▸ **Given exercise**: Can you reproduce every item below word for word, leaving out the pictures?

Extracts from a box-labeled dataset
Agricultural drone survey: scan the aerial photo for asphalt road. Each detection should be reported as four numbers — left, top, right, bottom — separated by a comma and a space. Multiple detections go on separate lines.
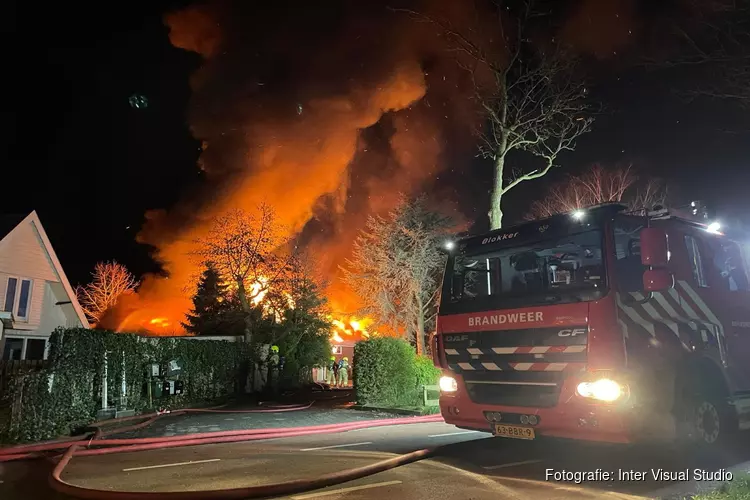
0, 394, 750, 500
5, 423, 750, 500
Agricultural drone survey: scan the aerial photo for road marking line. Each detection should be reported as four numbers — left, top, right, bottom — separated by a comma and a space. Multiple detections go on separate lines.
427, 431, 479, 437
292, 481, 401, 500
300, 441, 372, 451
482, 460, 541, 470
122, 458, 221, 472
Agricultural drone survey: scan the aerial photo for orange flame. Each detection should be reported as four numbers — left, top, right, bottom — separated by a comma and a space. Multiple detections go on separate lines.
329, 316, 377, 344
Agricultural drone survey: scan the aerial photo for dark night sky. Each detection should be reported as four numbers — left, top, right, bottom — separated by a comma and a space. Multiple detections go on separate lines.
0, 0, 750, 283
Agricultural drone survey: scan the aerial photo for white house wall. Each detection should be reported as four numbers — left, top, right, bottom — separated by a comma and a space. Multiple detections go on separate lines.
0, 218, 60, 328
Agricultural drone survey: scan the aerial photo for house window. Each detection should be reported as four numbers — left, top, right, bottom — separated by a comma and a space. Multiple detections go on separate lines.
685, 235, 708, 287
26, 339, 47, 360
3, 338, 23, 361
3, 277, 31, 320
3, 337, 47, 361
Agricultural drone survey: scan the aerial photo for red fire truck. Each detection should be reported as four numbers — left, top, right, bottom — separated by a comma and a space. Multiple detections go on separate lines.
432, 204, 750, 447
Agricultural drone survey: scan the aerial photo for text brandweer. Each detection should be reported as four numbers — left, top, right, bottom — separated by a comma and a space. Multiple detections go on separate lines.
482, 233, 518, 245
469, 311, 544, 326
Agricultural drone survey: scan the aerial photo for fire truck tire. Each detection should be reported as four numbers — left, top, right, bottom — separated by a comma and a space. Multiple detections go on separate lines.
675, 374, 737, 451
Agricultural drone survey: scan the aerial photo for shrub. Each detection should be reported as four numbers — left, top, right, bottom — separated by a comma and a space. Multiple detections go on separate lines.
354, 337, 417, 406
0, 328, 246, 441
354, 337, 440, 406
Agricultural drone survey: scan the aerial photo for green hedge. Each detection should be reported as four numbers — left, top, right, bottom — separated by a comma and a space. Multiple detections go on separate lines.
354, 337, 440, 407
0, 329, 246, 442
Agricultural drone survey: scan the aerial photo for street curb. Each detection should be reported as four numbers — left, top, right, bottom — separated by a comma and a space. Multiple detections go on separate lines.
645, 461, 750, 500
351, 405, 440, 417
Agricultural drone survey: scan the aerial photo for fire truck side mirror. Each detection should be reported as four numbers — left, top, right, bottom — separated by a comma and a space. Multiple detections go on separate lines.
640, 227, 669, 268
643, 269, 674, 292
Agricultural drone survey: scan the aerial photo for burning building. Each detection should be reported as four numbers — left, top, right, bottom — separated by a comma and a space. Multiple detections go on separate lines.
107, 0, 482, 338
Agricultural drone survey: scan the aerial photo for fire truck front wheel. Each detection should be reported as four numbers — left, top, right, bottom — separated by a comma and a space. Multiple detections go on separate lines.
676, 377, 737, 450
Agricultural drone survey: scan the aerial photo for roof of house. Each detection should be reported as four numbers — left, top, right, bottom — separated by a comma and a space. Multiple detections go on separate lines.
0, 214, 28, 240
0, 210, 90, 328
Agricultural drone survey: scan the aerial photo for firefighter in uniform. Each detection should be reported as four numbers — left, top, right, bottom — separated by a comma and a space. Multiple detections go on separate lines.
326, 356, 339, 387
268, 345, 281, 394
338, 356, 349, 387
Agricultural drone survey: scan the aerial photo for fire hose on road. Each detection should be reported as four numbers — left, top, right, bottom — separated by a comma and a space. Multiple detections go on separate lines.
0, 403, 443, 500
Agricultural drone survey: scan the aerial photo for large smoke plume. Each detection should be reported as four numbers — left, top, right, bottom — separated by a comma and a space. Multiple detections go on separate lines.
111, 0, 474, 329
105, 0, 656, 333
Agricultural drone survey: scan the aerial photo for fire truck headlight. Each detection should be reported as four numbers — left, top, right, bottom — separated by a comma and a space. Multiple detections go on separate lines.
438, 377, 458, 392
577, 378, 625, 402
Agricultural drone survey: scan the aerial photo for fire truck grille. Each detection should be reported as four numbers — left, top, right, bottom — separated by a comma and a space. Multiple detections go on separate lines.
442, 327, 588, 408
464, 372, 563, 408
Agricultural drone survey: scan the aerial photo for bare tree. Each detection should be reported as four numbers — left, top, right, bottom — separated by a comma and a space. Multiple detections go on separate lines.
192, 204, 291, 343
76, 260, 139, 324
343, 197, 456, 354
526, 165, 667, 219
396, 0, 593, 229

▸ **Response to the exercise**:
Agricultural drone survey: scan the aerial photo for asphalt road. Each detection should be reported as four numbers — left, top, right, bottom — separated by a comma and a space. Multiple detections go on separate lines.
0, 394, 750, 500
5, 423, 750, 500
Agricultural drone survey: scan the aerial photo for road marking line. Each detection should be reported as four numbers — left, top, right, bottom — separated by a comma and a space. Multiple detections go on separate lines.
427, 431, 479, 437
292, 481, 401, 500
300, 441, 372, 451
482, 460, 541, 470
122, 458, 221, 472
Agricultural drone survey: scan the aerial photo for orange flame. Each detection should be reported as four numbers — left, top, right, bottom — separated by a comma and a space. Multiple detections go on separate lines.
329, 316, 377, 344
Agricultural drone survey: scan the aerial photo for dark night sky. Each detection should be reported as four numbers — left, top, right, bottom — separated by a comma and a space. Multiple detections go on separate lines.
0, 0, 750, 283
Agricultural drone survey: scan the aerial photo for white house wall. Each detection should be reported as four numbers — left, top, right, bottom — separated by a comma and a space. Multiple detections go on separate lines.
0, 218, 60, 328
Agricultural drone survey: scan the aerial photo for house window. Each detection should be reported as four numbers — left, top, right, bottom — separated by a comma and a space. Multiple detections go on separate lines.
685, 235, 708, 287
26, 339, 47, 360
3, 338, 23, 361
3, 277, 31, 320
3, 337, 47, 361
Agricultural drone survey: scan the aerial photo for red fire truck. Each detection should be reported as four numbers — left, top, right, bottom — separated by a comma and a space. Multiple detections go on separate lines.
432, 204, 750, 447
Agricultural drone survey: scan the aerial photo for text brandweer. Each detection should be reported as four numbers — left, top, right, bottom — separated by a comma and a space. Multiple detections go on separate lines.
482, 233, 518, 245
469, 311, 544, 326
Agricultural drone survey: scan the aerial photo for fire truck tire. Each detection should be reported as four numbers — left, top, right, bottom — separated by a comma and a space. Multiple detections go on separate lines.
675, 374, 737, 451
Agricultural drone survey: scan the aerial photo for shrub. Each detection should be reported as four numbers — left, top, right, bottom — separated by a comma and a space. Multiple detections go on separate lines.
354, 337, 417, 406
0, 328, 246, 441
354, 337, 440, 406
Agricultural drone survey: scan the aerial photo for green hedge. Each detection should be reported as four numbers — left, top, right, bottom — separated by a comma and a space. Multiple detections go on separate lines.
354, 337, 440, 407
0, 329, 246, 442
Agricultural drone survey: scan the aerial photo for street curb. Each detection should be reported as four numbers — left, top, right, bottom — separated by a comma and a space. Multiple detections go on separate lines.
645, 461, 750, 500
351, 405, 440, 417
Agricultural drone survey: scan the aerial photo for fire truck side mirror. Each detection should be reported as four numbers — left, top, right, bottom — separated by a comma and a space. Multiple detections go on separate lines.
640, 227, 669, 268
643, 269, 674, 292
Agricultural drone survey: scan the aerial photo for burning building. Each detection should be reported as four numbers — left, top, right, bottom — separated by a comma and a space. Multiple detections go on separate lines.
107, 0, 482, 338
Agricultural drone survey: scan the aerial photo for fire truck front wheel. Each detection should be reported as four numbers — left, top, right, bottom — separated by a comma and a space. Multiple detections go on separate lines.
676, 377, 737, 450
Agricultural drone survey: scan the aerial photo for roof of house. Each detection should be reported as four numbers — left, top, right, bottom — separated by a comma and a space. Multiple detections go on separate lines.
0, 214, 28, 240
0, 210, 90, 328
Agricultural drone survey: scan the aerial photo for firefighter in uniform. Each detection should be reported as four numbers — left, top, right, bottom — separated by a comma and a space. Multiple detections go on separate lines.
326, 356, 339, 387
268, 345, 281, 394
338, 356, 349, 387
Agricultural drone survey: scan the aerial photo for fire hose on road. Each detection should be reported as four numbers — left, top, right, bottom — separated by a comma and a space. Multiple detections go on separate lines.
0, 403, 443, 500
Agricultural drone survey: scan the aerial photo for large smoke plume. Each detection should be reported as four numbers — left, top, right, bottom — separated by a comma and a space. Multiple detections go on separate lines.
111, 0, 474, 329
105, 0, 656, 333
Agricultural drone survey: scan the aerial photo for fire truck headlight. Each detection should be reported as four numbers — left, top, right, bottom — separated by a comma and a space. Multiple detections go on separate lines.
438, 377, 458, 392
577, 378, 625, 402
Agricultural drone survey: scan the aerial photo for fire truck grille. Each detection should be reported as four numbers — left, top, right, bottom — separated by a comma and a space. Multiple detections go on separate lines.
442, 327, 588, 408
464, 372, 563, 408
Agricultural drone survey: scan the aerial photo for bare tree. Each detection should be reported as four numbers — left, top, right, bottom — separated by a comma and a space. Multiple detections go on separate lines.
192, 204, 291, 343
76, 260, 139, 324
343, 197, 456, 354
526, 165, 667, 219
396, 0, 593, 229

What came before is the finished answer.